[Coordinate labeling items]
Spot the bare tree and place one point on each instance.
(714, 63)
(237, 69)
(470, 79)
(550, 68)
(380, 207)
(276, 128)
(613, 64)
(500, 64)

• _The request_
Output every line of the items above as a JSON list of strings, one string per line, and leave out any blank lines.

• _Final result_
[
  "Spot the bare tree and place one point on each instance.",
  "(714, 63)",
  "(237, 69)",
  "(470, 79)",
  "(550, 68)",
  "(380, 207)",
  "(276, 128)",
  "(613, 64)",
  "(500, 64)"
]